PROBLEM REQUIREMENTS
Starting at the line containing "target: white flower bouquet" and ending at the last line of the listing, write those lines out again with their requests, and increase every x and y coordinate in the polygon answers by 45. Leave the pictures out.

RECORD LIST
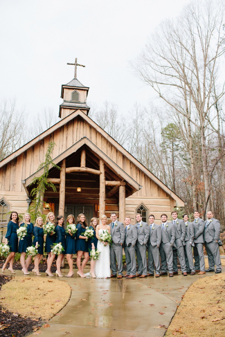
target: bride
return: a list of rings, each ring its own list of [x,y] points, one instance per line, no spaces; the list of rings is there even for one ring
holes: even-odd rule
[[[99,235],[103,231],[108,230],[110,234],[110,226],[106,224],[107,217],[103,215],[100,218],[100,224],[96,226],[96,237],[98,240],[97,249],[100,252],[99,258],[95,262],[94,274],[97,278],[107,278],[110,277],[110,261],[109,246],[108,242],[100,241]]]

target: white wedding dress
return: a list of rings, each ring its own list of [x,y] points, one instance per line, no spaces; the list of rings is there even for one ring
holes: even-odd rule
[[[100,229],[99,234],[100,234],[103,229]],[[104,246],[101,241],[98,241],[97,249],[100,253],[99,258],[95,262],[94,266],[94,274],[97,278],[106,278],[110,277],[110,260],[109,246]]]

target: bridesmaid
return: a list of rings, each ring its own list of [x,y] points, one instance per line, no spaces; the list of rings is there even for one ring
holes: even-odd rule
[[[57,259],[56,260],[56,268],[57,270],[56,271],[55,273],[56,277],[58,275],[59,277],[62,277],[63,275],[61,275],[60,267],[65,257],[65,236],[66,234],[65,228],[64,228],[64,219],[62,215],[58,215],[56,218],[55,224],[56,226],[55,230],[57,235],[55,243],[61,243],[64,248],[64,251],[63,253],[62,254],[59,254],[58,255]]]
[[[77,238],[76,250],[77,255],[77,266],[78,270],[77,275],[81,277],[86,277],[83,272],[83,270],[89,258],[87,242],[85,241],[87,238],[82,235],[82,234],[85,231],[86,227],[88,226],[88,225],[84,215],[82,213],[79,214],[77,219],[77,231],[76,236]],[[82,265],[81,266],[81,257],[83,254],[84,258],[82,263]]]
[[[91,219],[91,222],[90,224],[89,227],[91,229],[92,229],[94,231],[94,237],[89,238],[87,242],[87,248],[88,250],[89,249],[94,249],[97,248],[97,243],[98,240],[95,236],[96,230],[96,226],[97,225],[97,221],[96,218],[92,218]],[[90,256],[90,252],[89,252],[89,256]],[[91,269],[90,271],[90,274],[93,278],[95,278],[95,276],[94,275],[94,265],[95,264],[95,262],[93,258],[91,260]]]
[[[10,214],[9,222],[8,224],[7,232],[5,236],[5,244],[8,245],[10,247],[10,252],[7,257],[4,263],[2,271],[4,273],[8,263],[9,263],[9,267],[8,269],[12,274],[15,274],[13,269],[13,261],[15,254],[18,251],[18,237],[17,229],[19,228],[19,220],[20,218],[17,212],[13,211]]]
[[[55,218],[54,213],[53,213],[52,212],[50,212],[47,214],[46,220],[45,221],[46,224],[48,222],[51,222],[55,226]],[[51,246],[52,245],[53,243],[55,243],[56,240],[56,233],[55,233],[55,234],[52,234],[52,233],[51,234],[47,234],[45,241],[45,251],[46,253],[48,253],[48,254],[47,259],[47,270],[45,271],[45,275],[48,275],[48,276],[54,276],[51,272],[51,267],[54,261],[55,255],[51,252],[52,249]]]
[[[23,238],[23,240],[20,240],[18,251],[21,253],[20,263],[22,266],[22,274],[23,273],[25,275],[28,275],[30,273],[28,272],[28,269],[31,261],[32,256],[28,255],[25,261],[26,251],[27,247],[32,245],[32,234],[34,230],[34,225],[30,222],[30,214],[29,213],[25,213],[24,215],[23,222],[20,224],[20,226],[27,227],[27,235]]]
[[[34,258],[34,268],[32,270],[32,274],[40,276],[41,274],[39,272],[39,266],[42,258],[44,252],[44,232],[43,231],[43,219],[41,216],[38,216],[34,224],[33,231],[34,238],[33,244],[37,249],[37,254]],[[39,247],[38,247],[38,245]]]
[[[66,219],[66,222],[68,222],[70,225],[75,225],[75,219],[72,214],[68,215]],[[76,241],[75,238],[76,236],[76,233],[72,234],[70,229],[68,229],[68,233],[66,233],[66,250],[65,254],[66,259],[68,261],[68,265],[69,267],[69,271],[67,275],[65,275],[66,277],[72,277],[74,276],[73,270],[73,254],[76,253]]]

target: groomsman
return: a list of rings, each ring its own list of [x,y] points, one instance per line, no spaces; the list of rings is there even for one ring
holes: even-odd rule
[[[212,211],[207,212],[207,220],[205,221],[204,238],[205,249],[208,255],[209,268],[206,272],[221,272],[221,260],[218,241],[220,234],[220,224],[219,220],[214,219]]]
[[[184,276],[187,276],[187,268],[185,263],[185,252],[184,246],[185,245],[185,238],[186,233],[185,224],[184,220],[177,219],[177,212],[173,211],[171,213],[173,218],[170,223],[173,225],[175,229],[175,241],[173,247],[173,274],[174,275],[178,274],[177,266],[177,255],[181,267],[181,271]]]
[[[140,213],[136,215],[137,223],[134,225],[138,233],[136,244],[136,255],[138,266],[136,276],[146,277],[147,276],[147,256],[146,251],[149,236],[148,225],[142,221],[142,216]]]
[[[148,246],[148,269],[147,276],[154,276],[154,263],[156,266],[156,277],[160,275],[160,261],[159,246],[162,239],[162,231],[160,226],[154,223],[155,217],[151,214],[149,216],[149,237]]]
[[[195,259],[195,271],[198,272],[199,275],[205,274],[205,259],[203,252],[204,238],[203,232],[205,226],[204,220],[199,218],[199,213],[198,211],[194,211],[195,220],[193,221],[194,225],[194,242],[195,244],[193,250]]]
[[[135,248],[138,234],[137,228],[131,224],[131,219],[129,216],[125,219],[125,238],[123,243],[123,248],[126,258],[126,273],[123,275],[126,278],[133,278],[136,277],[136,256]]]
[[[193,254],[192,254],[192,246],[195,244],[194,243],[194,225],[192,222],[188,221],[188,215],[185,214],[183,215],[183,219],[185,222],[186,227],[186,233],[185,241],[185,262],[187,267],[187,272],[191,275],[194,275],[195,270],[194,266]]]
[[[110,246],[110,263],[112,274],[111,277],[116,277],[116,262],[118,265],[118,276],[117,278],[122,277],[123,270],[123,248],[122,245],[124,241],[125,232],[124,225],[122,222],[117,221],[117,216],[113,212],[110,214],[112,222],[109,224],[110,226],[110,233],[112,236],[112,243]]]

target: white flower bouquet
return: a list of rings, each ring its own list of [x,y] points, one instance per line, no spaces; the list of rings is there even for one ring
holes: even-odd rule
[[[84,236],[87,238],[85,241],[87,241],[89,238],[93,238],[94,236],[94,231],[89,227],[86,227],[86,230],[84,233]]]
[[[0,244],[0,255],[6,257],[10,252],[10,247],[8,245]]]
[[[90,252],[90,257],[91,258],[93,258],[93,260],[98,260],[99,258],[99,254],[101,252],[98,250],[97,249],[89,249]]]
[[[64,251],[64,248],[61,243],[53,243],[51,247],[52,248],[51,249],[51,252],[55,255],[59,255]]]
[[[33,245],[30,247],[27,247],[26,252],[28,255],[30,255],[31,256],[35,256],[38,253],[37,249],[35,248]]]
[[[68,229],[70,229],[71,231],[71,234],[75,234],[77,231],[77,228],[76,227],[76,225],[74,223],[67,225],[66,226],[66,233],[68,233]]]
[[[108,229],[103,229],[102,233],[100,234],[99,237],[100,241],[108,242],[109,245],[112,243],[112,237]]]
[[[27,235],[27,227],[20,227],[17,229],[17,236],[20,240],[23,240],[23,238]]]
[[[51,222],[47,222],[46,224],[43,225],[43,230],[44,234],[55,234],[55,225]]]

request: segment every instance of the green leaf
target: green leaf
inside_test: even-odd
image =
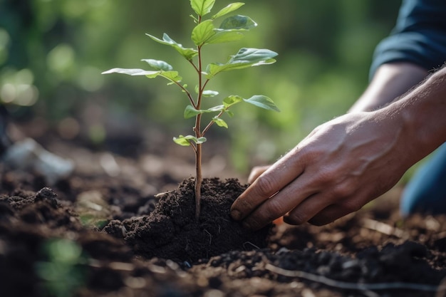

RIGHT ANSWER
target: white flower bouquet
return: a list of rings, each ring its own list of [x,y] points, one instance per line, no spaces; the list of rings is there even for one ring
holes: even-odd rule
[[[129,281],[132,283],[130,286],[132,286],[134,283],[138,283],[139,281],[139,276],[134,272],[131,272],[131,275],[129,278]]]
[[[45,289],[45,300],[51,302],[55,297],[55,292],[53,290]]]
[[[135,297],[135,302],[136,303],[138,303],[138,305],[143,305],[144,303],[144,299],[146,297],[143,295],[142,294],[134,294]]]
[[[109,296],[109,293],[106,288],[98,288],[96,292],[97,293],[96,294],[96,297],[100,300],[104,300]]]
[[[78,290],[75,292],[72,292],[71,297],[73,300],[75,300],[76,301],[80,301],[83,298],[82,294],[80,293]]]
[[[113,274],[115,274],[116,276],[116,279],[120,279],[122,276],[122,273],[121,272],[121,270],[119,268],[112,270],[111,271],[111,278],[113,278]]]
[[[153,274],[148,274],[147,278],[145,279],[144,282],[145,286],[153,287],[154,290],[157,288],[157,282]]]
[[[72,280],[72,272],[65,272],[62,274],[62,281],[65,285],[68,285],[68,283]]]
[[[96,267],[92,267],[91,269],[88,270],[88,275],[89,279],[100,279],[100,270]]]

request: segment every instance of the green leaf
target: green leaf
inside_test: even-odd
image =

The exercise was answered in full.